→ Set problem
Reproduce only the material between the lines holding "segment: <item>frying pan</item>" and "M488 217L486 228L496", inclusive, swapping "frying pan" for "skillet" and changing nothing else.

[Outline items for labeled areas]
····················

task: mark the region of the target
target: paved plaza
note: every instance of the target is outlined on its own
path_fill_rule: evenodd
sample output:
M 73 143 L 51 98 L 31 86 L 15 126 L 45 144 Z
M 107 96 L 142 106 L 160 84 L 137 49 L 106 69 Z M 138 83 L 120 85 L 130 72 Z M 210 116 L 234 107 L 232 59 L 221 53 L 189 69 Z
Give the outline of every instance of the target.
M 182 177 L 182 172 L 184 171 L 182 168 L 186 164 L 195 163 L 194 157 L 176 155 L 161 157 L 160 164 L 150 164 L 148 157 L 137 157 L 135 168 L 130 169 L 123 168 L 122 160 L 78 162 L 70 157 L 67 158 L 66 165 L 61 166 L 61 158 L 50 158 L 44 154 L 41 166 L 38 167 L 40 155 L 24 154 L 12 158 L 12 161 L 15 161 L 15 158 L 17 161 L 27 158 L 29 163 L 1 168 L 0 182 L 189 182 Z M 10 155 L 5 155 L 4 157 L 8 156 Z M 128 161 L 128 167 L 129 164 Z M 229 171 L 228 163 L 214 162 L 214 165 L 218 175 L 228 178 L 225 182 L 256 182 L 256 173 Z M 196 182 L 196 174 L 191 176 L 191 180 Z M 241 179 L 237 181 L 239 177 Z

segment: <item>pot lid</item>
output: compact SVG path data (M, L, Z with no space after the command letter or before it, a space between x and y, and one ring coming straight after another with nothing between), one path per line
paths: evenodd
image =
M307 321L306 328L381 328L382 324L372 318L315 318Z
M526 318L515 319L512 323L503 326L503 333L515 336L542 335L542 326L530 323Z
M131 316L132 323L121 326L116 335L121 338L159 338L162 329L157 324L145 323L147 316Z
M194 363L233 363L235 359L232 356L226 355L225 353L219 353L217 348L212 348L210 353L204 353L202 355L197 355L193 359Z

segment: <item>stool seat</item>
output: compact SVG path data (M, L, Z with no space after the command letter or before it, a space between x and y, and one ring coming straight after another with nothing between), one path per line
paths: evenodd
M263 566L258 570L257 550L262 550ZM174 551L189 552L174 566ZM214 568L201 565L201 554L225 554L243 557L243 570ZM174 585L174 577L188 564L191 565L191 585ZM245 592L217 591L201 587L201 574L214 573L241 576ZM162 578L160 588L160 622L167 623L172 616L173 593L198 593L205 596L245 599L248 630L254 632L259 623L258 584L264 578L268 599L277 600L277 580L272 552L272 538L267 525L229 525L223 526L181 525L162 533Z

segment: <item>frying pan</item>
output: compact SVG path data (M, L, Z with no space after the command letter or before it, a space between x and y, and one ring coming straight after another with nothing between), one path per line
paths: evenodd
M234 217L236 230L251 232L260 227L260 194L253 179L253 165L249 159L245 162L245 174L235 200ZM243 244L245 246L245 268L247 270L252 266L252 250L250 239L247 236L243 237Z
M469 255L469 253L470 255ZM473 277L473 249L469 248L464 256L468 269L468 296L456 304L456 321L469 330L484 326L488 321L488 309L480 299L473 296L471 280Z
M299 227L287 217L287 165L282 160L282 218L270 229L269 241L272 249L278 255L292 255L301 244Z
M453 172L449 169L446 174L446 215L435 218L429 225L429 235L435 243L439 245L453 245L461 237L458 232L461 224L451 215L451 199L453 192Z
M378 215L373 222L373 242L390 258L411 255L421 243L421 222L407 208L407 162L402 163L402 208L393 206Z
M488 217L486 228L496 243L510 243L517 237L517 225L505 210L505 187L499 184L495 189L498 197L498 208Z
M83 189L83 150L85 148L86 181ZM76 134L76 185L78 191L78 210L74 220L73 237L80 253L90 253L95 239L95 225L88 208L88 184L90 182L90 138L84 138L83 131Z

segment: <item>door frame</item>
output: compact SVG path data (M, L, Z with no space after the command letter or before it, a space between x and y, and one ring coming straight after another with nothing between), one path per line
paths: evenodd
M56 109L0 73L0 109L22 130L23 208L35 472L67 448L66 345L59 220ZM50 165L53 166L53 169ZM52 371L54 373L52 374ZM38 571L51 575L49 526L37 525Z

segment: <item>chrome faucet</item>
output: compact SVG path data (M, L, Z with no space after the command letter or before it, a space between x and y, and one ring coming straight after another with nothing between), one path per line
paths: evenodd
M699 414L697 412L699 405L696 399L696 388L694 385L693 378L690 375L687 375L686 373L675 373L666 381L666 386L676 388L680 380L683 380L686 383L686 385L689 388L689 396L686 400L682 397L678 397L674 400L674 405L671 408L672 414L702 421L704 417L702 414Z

····················

→ Written response
segment: <item>skillet</item>
output: compact SVG path data (M, L, Z with no space after the command letter or before it, a space between x and y, and one ring coming straight after another with nothing between), one path per line
paths: evenodd
M234 217L236 230L251 232L260 227L260 194L253 179L253 165L249 159L245 162L245 174L235 200ZM243 244L245 246L245 268L247 270L252 266L252 250L250 239L247 236L243 237Z
M469 255L469 253L470 255ZM473 277L473 249L469 248L464 256L468 269L468 296L456 304L456 321L469 330L484 326L488 321L488 309L480 299L473 296L471 280Z
M299 227L287 217L287 165L282 160L282 218L270 229L269 241L272 249L278 255L292 255L301 244Z
M453 172L449 169L446 174L446 215L435 218L429 225L429 235L435 243L439 245L453 245L461 237L458 232L461 224L451 215L451 199L453 192Z
M378 215L373 222L373 242L390 258L411 255L421 243L421 222L407 208L407 162L402 163L402 208L393 206Z
M488 217L486 228L496 243L510 243L517 237L517 225L505 210L505 187L499 184L495 189L498 197L498 208Z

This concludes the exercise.